▸ PROBLEMS TO SOLVE:
[1] Answer these from the text on Laymon's books:
(a) In which years were the revised editions of his first two books published?
(b) Which two time periods do the two boys named City come from?
(c) To whom is the memoir Heavy addressed?
[2] Carry on the text on Laymon's books from its last sentence.

::: SUPPLIED TEXT :::

Laymon’s first two books—the novel Long Division and the essay collection How to Slowly Kill Yourself and Others in America—were originally published in 2013. He published revised editions in 2020 and 2021, respectively, that more fully realize his original visions for the works. Long Division (2020) mixes elements of speculative and science fiction, mystery, and a coming-of-age story about two Black Southern teenagers, both named City but from different time periods (1985 and 2013). Laymon captures the cadence and concerns of adolescent speech—the bluntness and bravura tinged with uncertainty; the petty grudges and humorous obsessions—as the boys attempt to define themselves against the expectations of family and a hostile society. In How to Slowly Kill Yourself and Others in America (2021), Laymon experiments with structure and form. The essays include a letter to his uncle, a fictional presidential debate moderated by Laymon, and a transcript of a conversation between the author and four Black male friends. He marries pointed commentary on American society with self-examination, particularly of his former investment in forms of toxic masculinity that perpetuate misogynist treatment of Black women.
In his memoir, Heavy (2018), Laymon explores how trauma can be internalized and refracted as abuse revisited upon one’s own body or on the people one loves. Constructed as an address to his mother, Laymon grapples with the emotional and physical abuse she inflicted on him in her efforts to ensure he achieved the excellence necessary to succeed as a Black man in today’s America. And he reveals, with unflinching honesty, his struggles with addiction, eating disorders, and depression, which plagued his adolescence and early adulthood. Even as he acknowledges the harms done to him, Laymon expresses accountability for his own mistakes, as well as forgiveness and compassion for those who hurt him. Laymon’s work represents a powerful meditation on the potential for truth, reconciliation, and love—in interpersonal relationships and society as a whole—to engender a more humane future.

::: INFORMATION GIVEN :::

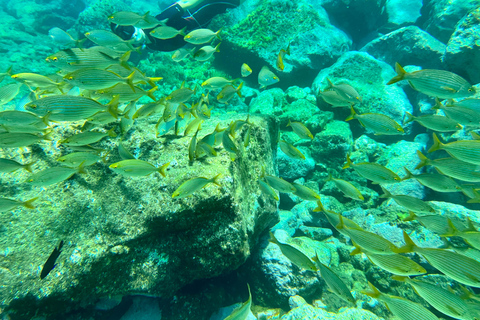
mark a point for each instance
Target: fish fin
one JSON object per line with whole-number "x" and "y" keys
{"x": 400, "y": 278}
{"x": 330, "y": 85}
{"x": 150, "y": 93}
{"x": 111, "y": 132}
{"x": 273, "y": 239}
{"x": 349, "y": 162}
{"x": 475, "y": 136}
{"x": 438, "y": 104}
{"x": 112, "y": 106}
{"x": 162, "y": 169}
{"x": 409, "y": 119}
{"x": 423, "y": 160}
{"x": 124, "y": 59}
{"x": 449, "y": 89}
{"x": 28, "y": 204}
{"x": 217, "y": 34}
{"x": 408, "y": 247}
{"x": 470, "y": 226}
{"x": 352, "y": 115}
{"x": 451, "y": 230}
{"x": 216, "y": 180}
{"x": 374, "y": 292}
{"x": 341, "y": 224}
{"x": 357, "y": 249}
{"x": 412, "y": 216}
{"x": 437, "y": 145}
{"x": 81, "y": 167}
{"x": 400, "y": 74}
{"x": 129, "y": 80}
{"x": 79, "y": 43}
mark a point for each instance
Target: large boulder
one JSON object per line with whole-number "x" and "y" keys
{"x": 441, "y": 16}
{"x": 358, "y": 18}
{"x": 402, "y": 12}
{"x": 462, "y": 54}
{"x": 314, "y": 42}
{"x": 127, "y": 234}
{"x": 369, "y": 76}
{"x": 407, "y": 46}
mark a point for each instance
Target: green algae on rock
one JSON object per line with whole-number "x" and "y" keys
{"x": 131, "y": 230}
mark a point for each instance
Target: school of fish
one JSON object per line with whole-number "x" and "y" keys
{"x": 98, "y": 86}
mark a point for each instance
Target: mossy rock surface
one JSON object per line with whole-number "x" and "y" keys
{"x": 126, "y": 235}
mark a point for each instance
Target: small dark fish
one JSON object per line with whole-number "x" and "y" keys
{"x": 50, "y": 263}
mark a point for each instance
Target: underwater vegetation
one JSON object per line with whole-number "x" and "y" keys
{"x": 290, "y": 160}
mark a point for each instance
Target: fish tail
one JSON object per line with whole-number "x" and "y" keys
{"x": 151, "y": 81}
{"x": 357, "y": 249}
{"x": 400, "y": 74}
{"x": 349, "y": 162}
{"x": 28, "y": 204}
{"x": 81, "y": 168}
{"x": 475, "y": 136}
{"x": 163, "y": 169}
{"x": 423, "y": 160}
{"x": 412, "y": 216}
{"x": 216, "y": 180}
{"x": 28, "y": 166}
{"x": 124, "y": 59}
{"x": 451, "y": 230}
{"x": 409, "y": 119}
{"x": 45, "y": 118}
{"x": 79, "y": 43}
{"x": 150, "y": 93}
{"x": 408, "y": 175}
{"x": 437, "y": 145}
{"x": 238, "y": 89}
{"x": 341, "y": 224}
{"x": 111, "y": 132}
{"x": 409, "y": 245}
{"x": 145, "y": 16}
{"x": 352, "y": 114}
{"x": 112, "y": 106}
{"x": 400, "y": 278}
{"x": 273, "y": 239}
{"x": 329, "y": 178}
{"x": 438, "y": 104}
{"x": 182, "y": 31}
{"x": 373, "y": 292}
{"x": 319, "y": 207}
{"x": 129, "y": 80}
{"x": 386, "y": 193}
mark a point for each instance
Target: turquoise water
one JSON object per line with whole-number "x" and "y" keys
{"x": 284, "y": 160}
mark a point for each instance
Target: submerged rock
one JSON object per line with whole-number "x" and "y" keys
{"x": 407, "y": 46}
{"x": 314, "y": 42}
{"x": 369, "y": 77}
{"x": 443, "y": 15}
{"x": 126, "y": 235}
{"x": 402, "y": 12}
{"x": 462, "y": 54}
{"x": 301, "y": 310}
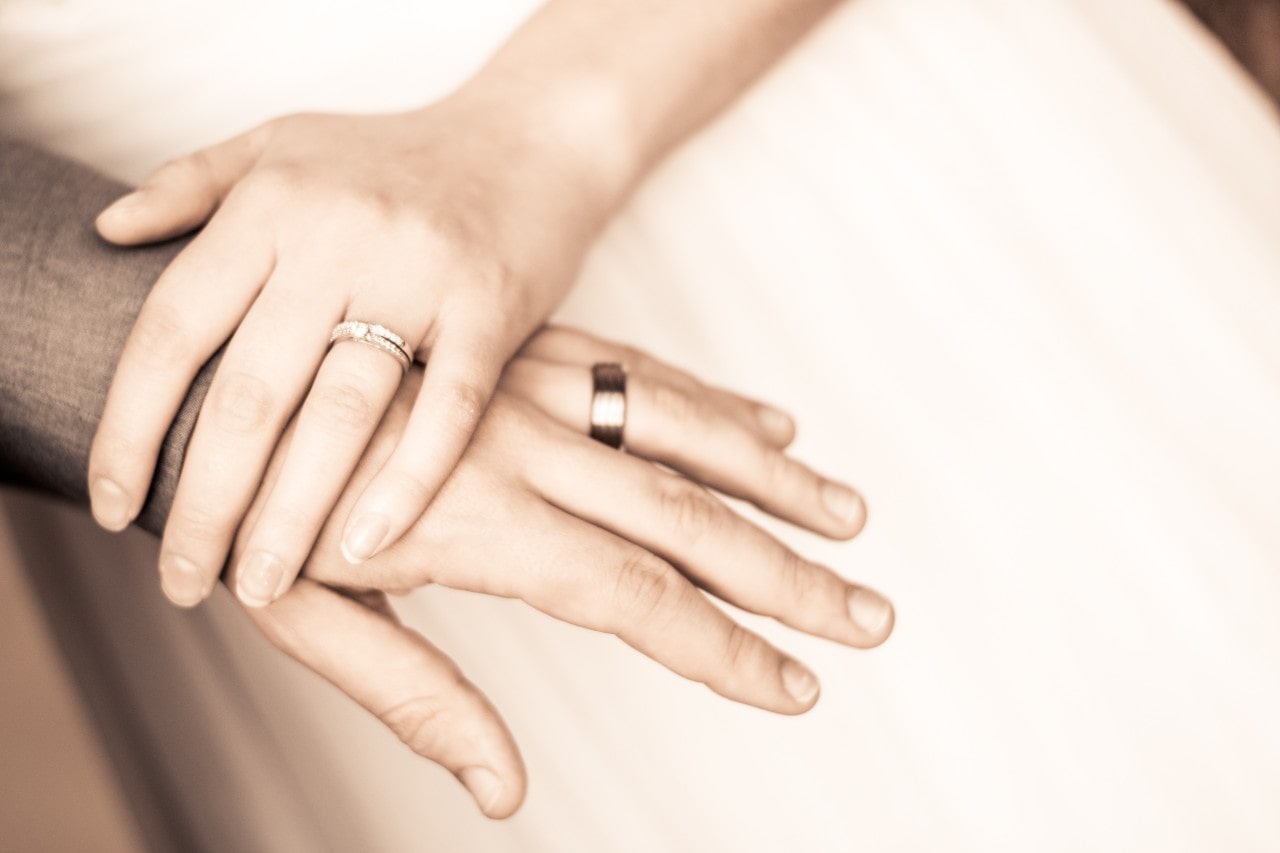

:::

▸ RESPONSES BY TASK:
[1]
(a) 2020 and 2021
(b) 1985 and 2013
(c) His mother

[2]
BIOGRAPHY
Kiese Laymon received a BA (1998) from Oberlin College and an MFA (2002) from Indiana University. He was a member of the faculty of Vassar College and the University of Mississippi prior to joining Rice University in 2022 as the Libbie Shearn Moody professor of English and Creative Writing. He is the founder of the Mississippi-based Catherine Coleman Literary Arts and Justice Initiative, and his essays have appeared in The New York Times, The Washington Post, Vanity Fair, and ESPN.com, among other publications.
IN KIESE'S WORDS
A smiling black man wearing a jacket, t-shirt, and shorts sits on a bench under shade trees on a sunny day
”Revisiting and rearranging words didn't only require vocabulary; it required will, and maybe courage. Revised word patterns were revised thought patterns. Revised thought patterns shaped memory. I knew, looking at all those words, that memories were there. I just had to rearrange, add, subtract, sit, and sift until I found a way to free the memory.”